EXERCISE INSTRUCTIONS:
The records follow. Give them all back exactly.

══ EXTRACTED INFORMATION ══

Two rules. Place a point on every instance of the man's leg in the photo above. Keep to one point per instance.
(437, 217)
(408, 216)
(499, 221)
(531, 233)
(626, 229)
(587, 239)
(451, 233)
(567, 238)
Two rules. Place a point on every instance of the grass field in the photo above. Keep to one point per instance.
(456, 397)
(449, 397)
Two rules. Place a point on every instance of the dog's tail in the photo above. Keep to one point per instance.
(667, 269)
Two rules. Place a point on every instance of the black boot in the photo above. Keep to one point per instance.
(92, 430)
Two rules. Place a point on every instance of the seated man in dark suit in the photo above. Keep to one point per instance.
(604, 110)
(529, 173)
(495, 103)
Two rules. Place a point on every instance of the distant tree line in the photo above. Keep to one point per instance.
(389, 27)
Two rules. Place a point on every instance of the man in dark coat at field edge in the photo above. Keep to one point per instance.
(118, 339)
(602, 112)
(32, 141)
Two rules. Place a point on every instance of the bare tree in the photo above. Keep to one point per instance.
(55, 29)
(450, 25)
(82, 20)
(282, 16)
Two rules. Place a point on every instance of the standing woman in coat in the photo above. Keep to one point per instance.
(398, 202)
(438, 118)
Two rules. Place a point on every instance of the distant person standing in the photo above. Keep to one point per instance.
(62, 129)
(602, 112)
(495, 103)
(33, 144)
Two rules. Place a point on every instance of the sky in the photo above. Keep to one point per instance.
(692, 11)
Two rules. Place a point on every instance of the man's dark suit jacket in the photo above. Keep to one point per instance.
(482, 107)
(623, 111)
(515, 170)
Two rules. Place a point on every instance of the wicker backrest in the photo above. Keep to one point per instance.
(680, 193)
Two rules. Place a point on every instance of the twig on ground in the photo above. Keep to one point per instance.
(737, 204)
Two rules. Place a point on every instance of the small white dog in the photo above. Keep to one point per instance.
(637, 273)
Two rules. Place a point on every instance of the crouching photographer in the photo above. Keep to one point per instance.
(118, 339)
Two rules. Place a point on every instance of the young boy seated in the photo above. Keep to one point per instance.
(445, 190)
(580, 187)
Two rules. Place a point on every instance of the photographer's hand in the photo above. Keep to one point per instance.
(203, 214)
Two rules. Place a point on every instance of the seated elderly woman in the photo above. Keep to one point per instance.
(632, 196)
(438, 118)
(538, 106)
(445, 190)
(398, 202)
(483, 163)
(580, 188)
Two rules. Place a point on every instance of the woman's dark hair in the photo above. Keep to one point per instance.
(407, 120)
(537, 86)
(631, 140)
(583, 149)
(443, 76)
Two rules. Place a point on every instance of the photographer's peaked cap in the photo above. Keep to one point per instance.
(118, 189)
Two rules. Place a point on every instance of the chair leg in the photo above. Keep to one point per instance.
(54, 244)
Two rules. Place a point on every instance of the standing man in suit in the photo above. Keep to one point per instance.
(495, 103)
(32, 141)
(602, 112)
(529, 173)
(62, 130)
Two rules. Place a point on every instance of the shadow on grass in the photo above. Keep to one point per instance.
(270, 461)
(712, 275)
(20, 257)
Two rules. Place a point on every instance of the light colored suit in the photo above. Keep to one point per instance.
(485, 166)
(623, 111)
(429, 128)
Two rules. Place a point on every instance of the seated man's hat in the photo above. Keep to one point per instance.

═══

EXPECTED ANSWER:
Two rules. Place a point on every instance of the man's leg in the photo above. Keep to one point per instance.
(437, 217)
(408, 216)
(499, 221)
(531, 233)
(626, 229)
(587, 239)
(451, 233)
(567, 238)
Two rules. Place a point on every instance of the grass field in the photo above. Keep to one point per instance.
(456, 397)
(449, 397)
Two rules. Place a point on every instance of the dog's tail in the photo above. Keep to one point per instance.
(667, 269)
Two rules. Place a point on every instance of the black boot in the photo above. Keep to one point per instance.
(92, 430)
Two rules. Place a point on every instance of the seated man in dark suit in the photo above. Keep to one point per instance.
(604, 110)
(529, 173)
(495, 103)
Two rules. Place a point on every instance of the distant tree line in the photo above. Keep to one point per instance.
(389, 27)
Two rules. Place a point on every instance of the man in dark coat at field edge in the photo above. Keep to one point per instance.
(118, 339)
(602, 112)
(32, 141)
Two rules. Place a point on every instance of the bare tree in the photo above. Keep to one point per instance.
(55, 29)
(450, 25)
(82, 20)
(282, 16)
Two rules. Place a point on every instance of the standing woman in coat in the photo above. Keep to one point per instance.
(398, 202)
(438, 118)
Two rules. Place a point on every instance of the distant person standing in the photo above. Keep to one point per instance.
(62, 129)
(602, 112)
(495, 103)
(33, 144)
Two rules. Place a point on every instance of the sky in the photo above. Keep to one point per instance.
(692, 11)
Two rules. Place a point on every instance of the man's dark suit jacket in the photo above. Keep to one point per instance.
(482, 107)
(623, 111)
(515, 170)
Two rules. Place a point on every instance of the wicker backrest in the photo above. Keep to one point per instance.
(680, 193)
Two rules. Place a point on every instance of the twig on ground in the photo above. Keep to one point per instance.
(737, 204)
Two rules. Place a point on every instance of the small white dog in the photo above. Keep to one point per instance.
(637, 273)
Two rules. Place a point on every instance of the crouching photographer in the photo above. Keep to one point per instance.
(118, 339)
Two rules. Place a point on every instance of the young boy seated in the photo above. Keep to one point per instance.
(445, 190)
(580, 187)
Two rules. Place a point on every instance of the photographer's hand in the photo above. Keep to one point per instance.
(203, 214)
Two rules. Place a point on every instance of the seated elderly woman in the photo above. Keep to one point per instance.
(632, 196)
(438, 118)
(538, 106)
(445, 190)
(398, 202)
(483, 163)
(580, 188)
Two rules. Place a point on every instance of the woman's dark hair in the photo above. Keep to one point per instance.
(407, 120)
(537, 86)
(631, 140)
(583, 149)
(443, 76)
Two rules. Place a point on every instance of the photographer's peaked cap in the photo above. Keep to one point per instance.
(118, 189)
Two rules. Place a point on every instance of the chair leg in the photo above. Keep to one point per instance.
(54, 244)
Two rules. Place a point on every instance of the standing man in suit in the photo above. Keep to one point per instance.
(495, 103)
(32, 141)
(602, 112)
(529, 173)
(62, 130)
Two rules. Place a point on every instance of the shadow on grass in the photo above. Keep to one point per instance.
(270, 461)
(712, 275)
(20, 257)
Two rules. Place a point on every instance of the light colored suit in the photo above. Keep to one point per instance.
(485, 166)
(623, 111)
(429, 128)
Two rules. Place a point on every instance of the seated man's hat in the photo above. Keep to one point per instance.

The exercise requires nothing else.